**Raw data:**
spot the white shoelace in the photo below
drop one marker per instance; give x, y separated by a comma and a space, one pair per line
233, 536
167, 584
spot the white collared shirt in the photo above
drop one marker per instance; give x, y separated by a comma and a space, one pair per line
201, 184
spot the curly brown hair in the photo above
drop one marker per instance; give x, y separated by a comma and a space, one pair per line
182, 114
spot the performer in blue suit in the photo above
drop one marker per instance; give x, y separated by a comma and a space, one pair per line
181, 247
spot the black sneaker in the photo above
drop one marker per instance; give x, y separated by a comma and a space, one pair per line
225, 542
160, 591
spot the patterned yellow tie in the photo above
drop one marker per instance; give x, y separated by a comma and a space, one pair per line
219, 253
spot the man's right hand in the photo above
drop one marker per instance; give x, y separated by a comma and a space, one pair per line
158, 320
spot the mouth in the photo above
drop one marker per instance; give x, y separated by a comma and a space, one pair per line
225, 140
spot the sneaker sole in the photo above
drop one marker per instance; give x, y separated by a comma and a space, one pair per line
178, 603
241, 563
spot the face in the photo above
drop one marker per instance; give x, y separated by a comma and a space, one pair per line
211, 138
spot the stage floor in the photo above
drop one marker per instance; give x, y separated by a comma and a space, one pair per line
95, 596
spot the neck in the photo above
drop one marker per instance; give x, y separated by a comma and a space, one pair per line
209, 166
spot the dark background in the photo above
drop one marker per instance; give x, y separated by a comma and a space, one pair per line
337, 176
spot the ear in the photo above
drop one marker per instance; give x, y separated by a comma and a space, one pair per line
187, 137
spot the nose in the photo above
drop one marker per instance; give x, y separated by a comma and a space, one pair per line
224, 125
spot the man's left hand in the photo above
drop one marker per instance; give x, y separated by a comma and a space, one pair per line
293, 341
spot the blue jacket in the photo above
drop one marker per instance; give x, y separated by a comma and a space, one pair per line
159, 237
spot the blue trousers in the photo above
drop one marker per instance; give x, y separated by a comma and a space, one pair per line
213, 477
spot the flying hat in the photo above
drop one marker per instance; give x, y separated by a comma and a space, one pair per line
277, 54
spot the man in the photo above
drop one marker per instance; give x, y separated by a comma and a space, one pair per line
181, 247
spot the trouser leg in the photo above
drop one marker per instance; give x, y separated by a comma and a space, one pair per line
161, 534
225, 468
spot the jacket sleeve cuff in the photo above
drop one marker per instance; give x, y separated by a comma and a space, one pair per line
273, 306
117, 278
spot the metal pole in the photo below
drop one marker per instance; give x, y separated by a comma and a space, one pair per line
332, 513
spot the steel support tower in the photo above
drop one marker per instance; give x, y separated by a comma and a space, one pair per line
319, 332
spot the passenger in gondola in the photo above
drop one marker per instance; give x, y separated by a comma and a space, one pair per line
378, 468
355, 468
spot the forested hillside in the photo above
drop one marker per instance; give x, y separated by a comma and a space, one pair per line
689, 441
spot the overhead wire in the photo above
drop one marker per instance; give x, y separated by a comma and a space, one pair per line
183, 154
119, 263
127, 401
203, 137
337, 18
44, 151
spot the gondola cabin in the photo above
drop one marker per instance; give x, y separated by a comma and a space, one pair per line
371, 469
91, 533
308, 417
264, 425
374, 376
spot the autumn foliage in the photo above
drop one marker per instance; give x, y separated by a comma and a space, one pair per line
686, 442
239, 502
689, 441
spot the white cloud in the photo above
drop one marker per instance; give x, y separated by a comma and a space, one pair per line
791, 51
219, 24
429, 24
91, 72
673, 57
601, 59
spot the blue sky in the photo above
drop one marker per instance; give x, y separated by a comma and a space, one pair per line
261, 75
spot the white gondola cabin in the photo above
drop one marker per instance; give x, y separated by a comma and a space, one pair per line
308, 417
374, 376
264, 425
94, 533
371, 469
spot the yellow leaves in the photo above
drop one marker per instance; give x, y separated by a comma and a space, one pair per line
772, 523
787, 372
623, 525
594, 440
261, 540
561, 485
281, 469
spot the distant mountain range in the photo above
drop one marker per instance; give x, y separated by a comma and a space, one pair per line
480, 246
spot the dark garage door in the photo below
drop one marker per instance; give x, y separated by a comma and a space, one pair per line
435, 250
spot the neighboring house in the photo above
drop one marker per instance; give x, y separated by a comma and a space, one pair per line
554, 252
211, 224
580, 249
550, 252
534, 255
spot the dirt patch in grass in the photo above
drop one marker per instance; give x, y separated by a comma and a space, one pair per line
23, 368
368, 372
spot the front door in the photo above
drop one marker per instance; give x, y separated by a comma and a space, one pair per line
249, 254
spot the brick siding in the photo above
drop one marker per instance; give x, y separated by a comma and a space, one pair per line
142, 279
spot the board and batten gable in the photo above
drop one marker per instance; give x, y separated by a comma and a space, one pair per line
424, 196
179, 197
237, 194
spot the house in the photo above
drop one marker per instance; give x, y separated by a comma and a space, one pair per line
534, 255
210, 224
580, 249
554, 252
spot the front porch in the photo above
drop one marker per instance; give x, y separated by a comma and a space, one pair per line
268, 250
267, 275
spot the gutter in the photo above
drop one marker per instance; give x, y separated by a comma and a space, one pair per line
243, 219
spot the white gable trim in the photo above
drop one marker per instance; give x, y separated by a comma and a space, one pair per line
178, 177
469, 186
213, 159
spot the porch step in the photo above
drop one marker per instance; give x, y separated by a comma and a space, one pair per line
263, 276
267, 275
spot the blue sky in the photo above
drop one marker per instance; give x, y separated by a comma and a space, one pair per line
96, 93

**Instructions to follow:** All the lines above need to be printed again, exactly.

**Result of the task:**
spot the white shoelace in the photo below
drop one marker per instance; give x, y separated by a comma and a space, one pair per line
233, 536
167, 584
spot the white collared shirt in the photo above
drop one marker per instance; give x, y separated by a comma and a space, one pair per line
201, 184
spot the curly brown hair in the photo above
drop one marker per instance; give x, y separated by a comma and a space, one pair per line
182, 114
spot the performer in blue suit in the photo above
drop one marker per instance; give x, y separated by a comma and a space, one pair per line
181, 247
spot the black sneaker in the photo above
drop one marker per instance; give x, y separated by a comma and a space, one pair per line
225, 542
160, 591
spot the patterned yellow tie in the photo above
drop one marker per instance; give x, y separated by a comma and a space, one pair per line
219, 253
spot the man's right hand in the photo above
drop one marker per instance; give x, y separated by a comma and a space, one pair per line
158, 320
spot the mouth in the photo above
drop one marker per instance; give x, y separated by a comma and a space, one pair per line
225, 140
spot the sneaker sole in the photo above
drop one marker per instance; give x, y separated by a comma and a space, one pair per line
178, 603
241, 563
spot the face in the photo above
drop one marker per instance; give x, y separated by a comma and a space, one pair per line
211, 138
spot the stage floor in the photo above
drop one marker per instance; give x, y separated by a comma and a space, one pair per line
95, 596
spot the neck in the photo above
drop one marker per instance; give x, y separated by a comma and a space, one pair per line
209, 166
spot the dark background in the photo above
drop one marker per instance; give x, y separated by a comma and a space, one pair per line
337, 176
spot the ear in the photo above
drop one marker per instance; give x, y separated by a comma and a space, one pair per line
187, 137
spot the nose in the photo above
drop one marker per instance; give x, y separated by a comma and a space, one pair per line
224, 125
spot the man's left hand in the photo above
drop one marker per instance; give x, y separated by a comma and a space, one pair per line
293, 341
spot the blue jacket in the photo above
drop one marker per instance; give x, y separated by a comma and a space, one pair per line
159, 237
spot the blue trousers in the photo above
drop one marker per instance; give x, y separated by a comma and a space, one pair per line
213, 477
spot the flying hat in the photo above
drop one marker per instance; give x, y separated by a comma and a space, one pair per line
277, 54
spot the man in the photo above
drop one marker per instance; give x, y separated by a comma and a space, one pair per line
181, 247
spot the trouser leg in the photo above
drop one marker per instance; give x, y separated by a comma and a space, one pair per line
161, 534
225, 468
spot the jacket sleeve cuff in the photo above
drop one marker per instance; give x, y separated by a comma and a space, one pair per line
273, 306
117, 278
spot the metal pole in the photo below
drop one marker per instance; give x, y separated by a comma and a space, one pair per line
332, 513
spot the steel support tower in the photo above
drop one marker per instance; give x, y separated by a comma and a space, one pair per line
319, 332
spot the passenger in gondola in the photo above
drop one marker per instance; give x, y separated by a comma and a space, one pair per line
378, 468
355, 468
spot the forested hillside in the photo above
drop one marker per instance; give x, y separated by a comma and a space, one pair per line
689, 441
spot the overhead wire in the photo above
drop one marker per instance; give x, y separated by a comma and a space, one pair per line
183, 154
119, 263
127, 401
203, 137
337, 18
44, 151
spot the gondola cabin in the photo above
drop one marker per instance; give x, y separated by a comma and a space, one pair per line
371, 469
91, 533
308, 417
264, 425
374, 376
spot the autumn foliage in the photo above
drop one marker per instance; give x, y separated by a comma and a space, one pair per line
686, 442
239, 502
689, 441
spot the white cloud in the photo above
drop one marker per instance; give x, y separated by a comma and a space, one pair per line
791, 51
219, 24
429, 24
91, 72
673, 57
601, 59
spot the blue sky in the photo above
drop one marker per instance; give x, y separated by a comma and a space, one pair per line
261, 75
spot the white gondola cabin in the photo above
drop one marker per instance; give x, y separated by a comma and a space, one pair per line
308, 417
374, 376
264, 425
94, 533
371, 469
spot the yellow leaves in the photo above
drop one marker per instance; give x, y separated by a comma and a space, one pair per line
772, 523
787, 372
623, 525
594, 440
261, 540
561, 485
281, 469
spot the distant mountain range in the photo above
drop one marker per instance; give x, y separated by a comma and a space, one pair per line
480, 246
spot the dark garage door in the photo below
drop one marker per instance; give x, y separated by a comma and a space, one pair per line
435, 250
spot the neighboring house in the photo above
drop one marker per instance; give x, y separated by a comma and a space, one pair per line
554, 252
211, 224
580, 249
550, 252
534, 255
spot the dirt patch in grass in the photo above
drop one marker per instance; give x, y separated by a comma and a space, one pair per line
23, 368
368, 372
spot the front door in the photo above
drop one marker per instance; give x, y separated by a comma and a space, one pair per line
249, 254
spot the brick siding in the photo above
drop one marker per instance; give x, y separated by a comma and a space, one pair per line
142, 279
spot the board and batten gable in the photo above
drop one marker per instance; give x, y separated by a comma and a space, one pair per line
424, 196
179, 197
237, 194
spot the house in the photo above
drop one marker per instance; give x, y separated by a comma and a space, one pair per line
534, 255
210, 224
580, 249
554, 252
spot the front porch in the photo above
drop one marker per instance; give x, y separated by a comma and a space, one pair per line
268, 250
267, 275
spot the gutter in the photo above
drop one marker per instance; give x, y separated by a comma and a space, one pair per line
243, 219
spot the white gable trim in the photo above
drop one marker per instance; give x, y separated by a comma and a space, one pair per line
178, 177
469, 186
213, 159
spot the porch step in the photo above
drop one marker per instance; give x, y separated by a comma and a space, one pair per line
263, 276
267, 275
spot the blue sky in the photo above
drop one marker per instance; give x, y separated by a comma and a space, one pair per line
96, 93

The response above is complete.